Data listing
——
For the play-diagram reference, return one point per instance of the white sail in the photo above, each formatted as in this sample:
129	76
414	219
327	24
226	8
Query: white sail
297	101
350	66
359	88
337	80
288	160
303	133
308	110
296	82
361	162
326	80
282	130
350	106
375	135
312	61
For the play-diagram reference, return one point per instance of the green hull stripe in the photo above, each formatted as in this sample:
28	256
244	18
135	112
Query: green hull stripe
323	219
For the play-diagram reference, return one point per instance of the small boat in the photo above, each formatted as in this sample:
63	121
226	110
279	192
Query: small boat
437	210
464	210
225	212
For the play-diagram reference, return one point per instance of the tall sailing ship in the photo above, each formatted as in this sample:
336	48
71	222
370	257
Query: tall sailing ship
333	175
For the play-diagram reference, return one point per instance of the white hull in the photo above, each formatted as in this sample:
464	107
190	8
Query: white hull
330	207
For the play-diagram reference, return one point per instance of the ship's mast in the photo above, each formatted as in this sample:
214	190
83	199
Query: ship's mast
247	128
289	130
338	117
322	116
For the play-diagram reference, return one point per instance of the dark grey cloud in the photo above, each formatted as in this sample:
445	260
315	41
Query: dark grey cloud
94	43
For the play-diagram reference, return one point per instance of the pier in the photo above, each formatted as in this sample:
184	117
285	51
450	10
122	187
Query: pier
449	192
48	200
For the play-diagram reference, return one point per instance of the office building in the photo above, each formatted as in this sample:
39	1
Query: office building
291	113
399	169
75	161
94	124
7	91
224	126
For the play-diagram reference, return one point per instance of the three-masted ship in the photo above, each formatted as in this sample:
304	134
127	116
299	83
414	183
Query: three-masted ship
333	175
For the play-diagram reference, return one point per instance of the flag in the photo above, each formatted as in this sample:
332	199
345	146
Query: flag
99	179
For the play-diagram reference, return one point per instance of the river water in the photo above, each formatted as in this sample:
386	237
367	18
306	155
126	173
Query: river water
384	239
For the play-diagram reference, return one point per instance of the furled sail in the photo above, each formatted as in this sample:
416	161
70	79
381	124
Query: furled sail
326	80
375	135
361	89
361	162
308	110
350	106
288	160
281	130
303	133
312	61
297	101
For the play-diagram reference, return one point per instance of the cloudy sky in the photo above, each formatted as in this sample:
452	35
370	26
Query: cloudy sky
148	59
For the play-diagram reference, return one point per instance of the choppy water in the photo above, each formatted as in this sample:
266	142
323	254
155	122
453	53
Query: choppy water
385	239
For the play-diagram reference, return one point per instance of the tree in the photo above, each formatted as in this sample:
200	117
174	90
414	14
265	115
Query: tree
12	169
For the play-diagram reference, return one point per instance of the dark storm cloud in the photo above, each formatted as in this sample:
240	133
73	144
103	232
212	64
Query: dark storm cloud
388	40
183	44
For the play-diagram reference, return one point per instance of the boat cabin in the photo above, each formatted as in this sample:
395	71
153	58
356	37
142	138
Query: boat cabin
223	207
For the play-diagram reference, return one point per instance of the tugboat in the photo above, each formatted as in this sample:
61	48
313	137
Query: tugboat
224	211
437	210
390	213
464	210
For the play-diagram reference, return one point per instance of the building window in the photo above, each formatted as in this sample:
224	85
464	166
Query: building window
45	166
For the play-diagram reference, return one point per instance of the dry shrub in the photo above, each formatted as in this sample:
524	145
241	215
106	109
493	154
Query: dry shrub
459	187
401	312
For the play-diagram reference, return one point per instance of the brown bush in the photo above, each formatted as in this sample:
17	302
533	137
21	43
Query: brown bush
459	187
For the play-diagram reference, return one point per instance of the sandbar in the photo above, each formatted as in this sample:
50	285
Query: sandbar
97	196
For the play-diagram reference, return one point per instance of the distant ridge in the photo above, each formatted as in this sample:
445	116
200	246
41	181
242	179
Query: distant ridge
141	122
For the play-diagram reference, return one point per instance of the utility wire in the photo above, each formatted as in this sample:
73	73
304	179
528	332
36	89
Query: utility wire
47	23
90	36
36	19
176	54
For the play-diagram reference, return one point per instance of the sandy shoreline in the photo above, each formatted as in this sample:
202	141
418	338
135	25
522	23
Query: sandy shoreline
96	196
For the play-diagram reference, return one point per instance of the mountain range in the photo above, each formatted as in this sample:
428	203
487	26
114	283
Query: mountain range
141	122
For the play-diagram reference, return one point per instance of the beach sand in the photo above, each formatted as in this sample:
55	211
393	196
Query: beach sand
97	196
——
> **Set exercise**: Reproduce the records above with every "play-diagram reference" swapped for "harbor sketch" and nothing else altered.

> **Result for this task**:
For the harbor sketch, return one point per instance of the white sail in the photo above, each formatted as in this sample:
129	76
414	219
327	24
226	8
Query: white sail
297	101
350	66
359	88
337	80
288	160
303	133
308	110
296	82
361	162
326	80
282	130
350	106
375	135
312	61
For the harbor sketch, return one point per instance of the green hull stripe in the photo above, each formatted as in this sample:
28	256
244	18
135	112
Query: green hull stripe
323	219
For the harbor sketch, return one point per instance of the small boat in the photo above, each formatted as in this sample:
63	121
226	110
279	192
Query: small boat
437	210
464	210
225	212
For the harbor sketch, return one point per instance of the tall sailing ship in the photo above, each formatted as in this sample:
336	48
71	222
370	257
Query: tall sailing ship
333	175
For the harbor sketch, return one point per instance of the white hull in the photo above, each formatted as in this sample:
464	107
190	8
Query: white hull
330	207
For the harbor sketch, return one point per instance of the ship's mast in the photo above, each formatted as in this sample:
214	190
83	199
Query: ship's mast
247	128
289	130
338	117
322	116
For the harbor sketch, return one point per instance of the dark grey cloud in the photo above, each formatted as in this sample:
445	260
315	41
Query: dark grey cloud
94	43
For the harbor sketch, return one point per instance of the pier in the photo above, each formatted as in this sample:
184	117
285	51
450	10
122	187
Query: pier
449	192
48	200
For the harbor sketch, return one point per instance of the office building in the photo above, each formatted as in this sample:
39	1
Query: office building
291	113
399	169
75	161
94	124
7	91
224	126
For the harbor sketch, return one point per instance of the three-masted ship in the photo above, each formatted as in this sample:
304	134
127	116
299	83
414	183
Query: three-masted ship
333	175
For the harbor sketch, return one point per instance of the flag in the photo above, each formatted as in this sample:
332	199
345	146
Query: flag
99	179
For the harbor sketch, return one point per instance of the river water in the photo above, each formatted as in this sample:
386	237
367	18
306	155
126	173
Query: river water
384	239
For the harbor sketch, return one point per instance of the furled sail in the photo above, each formatted as in this sample:
416	161
70	79
381	124
Query: furled sail
326	80
375	135
361	89
361	162
308	110
350	106
288	160
281	130
303	133
312	61
297	101
For the harbor sketch, return one point per instance of the cloudy sky in the photo above, each formatted as in this sample:
452	35
370	26
Query: cloudy sky
148	59
For the harbor sketch, return one point per instance of the choppy water in the photo above, each formatted as in this sample:
266	142
323	254
155	122
453	53
Query: choppy water
385	239
For the harbor sketch, return one point per instance of the tree in the photo above, each formatted as in this sample:
200	117
174	90
414	14
265	115
Query: tree
12	169
For the harbor sketch, return one point per instance of the dark storm cloud in the photo above, each formatted as in this sample:
240	133
73	144
103	232
212	64
Query: dark storm cloud
388	40
183	44
For the harbor sketch, return one point per instance of the boat cabin in the photo above, each formatted as in this sample:
395	71
153	58
356	37
142	138
Query: boat cabin
223	207
For the harbor sketch, return one point per instance of the tugboat in the photo above, each formatted as in this sample:
61	48
313	137
Query: tugboat
224	211
437	210
390	213
464	210
For the harbor sketch, return one point per instance of the building window in the photo above, each formatted as in this sample:
224	85
464	166
Query: building window
45	166
For the harbor sketch, return one point per instance of the dry shrub in the photo above, each formatted as in this sample:
524	145
241	215
106	109
493	154
Query: dry shrub
459	187
401	312
For the harbor sketch, return one point per instance of the brown bush in the photo above, each formatted as in this sample:
17	302
533	137
21	43
Query: brown bush
459	187
For the harbor sketch, return one point per instance of the sandbar in the photo above, each formatted as in this sample:
50	285
Query: sandbar
97	196
For the harbor sketch, return one point per instance of the distant ridge in the photo above, each formatted as in this sample:
445	116
200	246
41	181
242	179
Query: distant ridge
141	122
For the harbor sketch, return one point per instance of the utility wire in the photo above, each formatted as in this sample:
73	73
304	179
528	332
36	89
Query: utility wire
47	23
90	36
36	19
176	54
For the harbor sketch, return one point per instance of the sandy shoreline in the photo above, each formatted as in this sample:
202	141
418	338
135	25
522	23
Query: sandy shoreline
96	196
For the harbor sketch, return one point per instance of the mountain range in the photo above, each formatted as in this sample:
428	203
487	26
114	283
Query: mountain range
141	122
For the harbor sketch, return one point per instance of the beach sand in the photo above, each formatted as in this sample:
55	211
393	196
Query: beach sand
97	196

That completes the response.